▶ _Document excerpt_:
++++++++++++++++++++
I agree with a lot of what Jeremy writes. I would like to add though that kids focusing on one sport has also taken its toll - especially in this state. There just isn't enough depth to lose 3-5 players per team to focus on some other sport. Those 3-5 kids may not be the top scorers, but they certainly make an impact or play some role.

I believe the lack of fundamentals comes from two factors - #1 (by far) video games and #2 coaching. I know when I grew up we'd be playing some sport outdoors rather than some video game. Having coached travel basketball in Litchfield at the 3rd-6th grade level for about 10-12 years between my 3 boys - I got to see a lot of the players/teams that are now at the varsity level. Seeing teams rely on 1-2 players and have no real offense to speak of was the norm. Playing defense the right way was rarely taught. Talking with other coaches I also found that many didn't have a "normal practice" time - it seems the "game" has become more important than the "practice". Travel players are "rec superstars" which usually led to a lot of bad habits. Having a parent coaching from the stands to do something different than what the coach is asking for on the other side is more the norm than the exception.

As a coach, I definitely saw the benefits of two things... #1 - keeping track of all shots taken/made and #2 using that data in practice to work on layups, shots within 5' of the basket, and the medium range jumper. We also spent at least 10 minutes of our weekly 90 minute practice working on free throws. That's difficult to do - as a coach, you're always trying to maximize your time. For me - it was worth it in the end as our shooting and free throw percentages went up as the year went on. I used to use one of those weighted balls for a passing drill - that increased our accuracy and speed on the pass. Trying to get everyone involved instead of just feeding 1 or 2 players the ball was also a key. Telling players that I need them more for defense *and* having their parents "buy in" certainly helped. I saw quite a few teams that had one player scoring 70% of their points. I could then take my lanky, speedy, in your face defender and make the other teams offensive player work harder. He would get his points, but come crunch time he may not be scoring as much.
++++++++++++++++++++
▶ _Records for processing_:
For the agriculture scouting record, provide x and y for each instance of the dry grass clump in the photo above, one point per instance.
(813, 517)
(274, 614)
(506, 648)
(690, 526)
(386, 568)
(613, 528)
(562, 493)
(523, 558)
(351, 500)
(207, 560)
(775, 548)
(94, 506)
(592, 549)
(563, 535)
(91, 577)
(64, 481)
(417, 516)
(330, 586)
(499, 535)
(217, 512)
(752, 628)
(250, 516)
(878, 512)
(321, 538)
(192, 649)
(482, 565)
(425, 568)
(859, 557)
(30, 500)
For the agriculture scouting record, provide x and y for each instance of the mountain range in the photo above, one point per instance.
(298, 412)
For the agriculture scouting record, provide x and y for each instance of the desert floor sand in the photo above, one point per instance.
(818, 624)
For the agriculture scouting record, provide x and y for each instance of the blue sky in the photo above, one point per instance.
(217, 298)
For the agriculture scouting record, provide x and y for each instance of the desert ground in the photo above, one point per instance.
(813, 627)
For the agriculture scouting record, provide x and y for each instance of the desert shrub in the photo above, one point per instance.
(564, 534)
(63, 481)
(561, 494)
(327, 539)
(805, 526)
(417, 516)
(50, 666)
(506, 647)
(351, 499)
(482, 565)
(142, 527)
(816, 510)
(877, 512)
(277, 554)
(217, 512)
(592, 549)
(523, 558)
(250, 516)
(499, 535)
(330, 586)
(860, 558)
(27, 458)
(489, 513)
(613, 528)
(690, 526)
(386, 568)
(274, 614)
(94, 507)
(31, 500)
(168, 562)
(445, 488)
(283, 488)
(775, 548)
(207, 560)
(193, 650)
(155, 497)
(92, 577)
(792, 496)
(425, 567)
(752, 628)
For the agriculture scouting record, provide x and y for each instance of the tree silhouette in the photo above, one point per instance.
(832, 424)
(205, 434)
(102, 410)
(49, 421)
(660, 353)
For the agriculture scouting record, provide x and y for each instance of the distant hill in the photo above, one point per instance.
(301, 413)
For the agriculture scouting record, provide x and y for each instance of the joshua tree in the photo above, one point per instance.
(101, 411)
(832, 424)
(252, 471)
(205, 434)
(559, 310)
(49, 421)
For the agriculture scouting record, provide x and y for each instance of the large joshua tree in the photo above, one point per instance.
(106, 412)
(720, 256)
++++++++++++++++++++
▶ _Complete the following_:
• a. Turn the records, from the line containing "of the large" through the end of the records, into a numbered list, leaving out any blank lines.
• b. Go on with the post about coaching youth basketball from the point where it stops.
The records have nothing to do with the text.

▶ _Results by task_:
• a.
1. For the agriculture scouting record, provide x and y for each instance of the large joshua tree in the photo above, one point per instance.
2. (106, 412)
3. (720, 256)

• b.
Even though I've gone to the other side as a referee I still see a lot of the same lack of teaching fundamentals at the travel level. Since I'm "new" I get to officiate Frosh and JV games - I'm not sure we're going to see "great basketball" any time in the near future. Any really good players get quickly moved up to the varsity bench - some get varsity minutes, but again those 3-5 players that are focusing on other sports have made an impact on the FR/JV level. Finally, something for you to ponder about hand checks and fouls called. Prior to every game, referees have a "pre-game" - that's where you talk about the rules and more or less your style. In one recent pregame between rivals, my partner and I talked about being "tight" early on. We must have called 8 fouls in 2 minutes. Now two things happened #1 - the parents started grumbling about "letting them play" and #2 - the coaches took the opportunity during free throws to call over players and tell them to knock it off. For the rest of the game we may have called 8 fouls (until perhaps the last minute or so), but the game started having flow. As a referee, parent, coach, and player - flow is what you strive for, right? I cannot control whether you make your layups, free throws, jump shots, or 3-point shots, but I do want you to play basketball so that I do not have to be "part of the game". The biggest complement an official can have is to not be seen. I think coaches essentially telling their players to get away with as much as the referees will allow is wrong - coach your players to play basketball like the game should be played. It's easy to point the finger at the referee because he/she is or isn't calling certain fouls (in particular the hand check), but who taught and encourages the player to hand check? Coaches (and referees) don't want too many fouls called because that means players 8, 9, & 10 on the bench will get a lot of play time. As one coach said recently at referee meeting "who wants to see my #8 player in the game, not me and certainly not you".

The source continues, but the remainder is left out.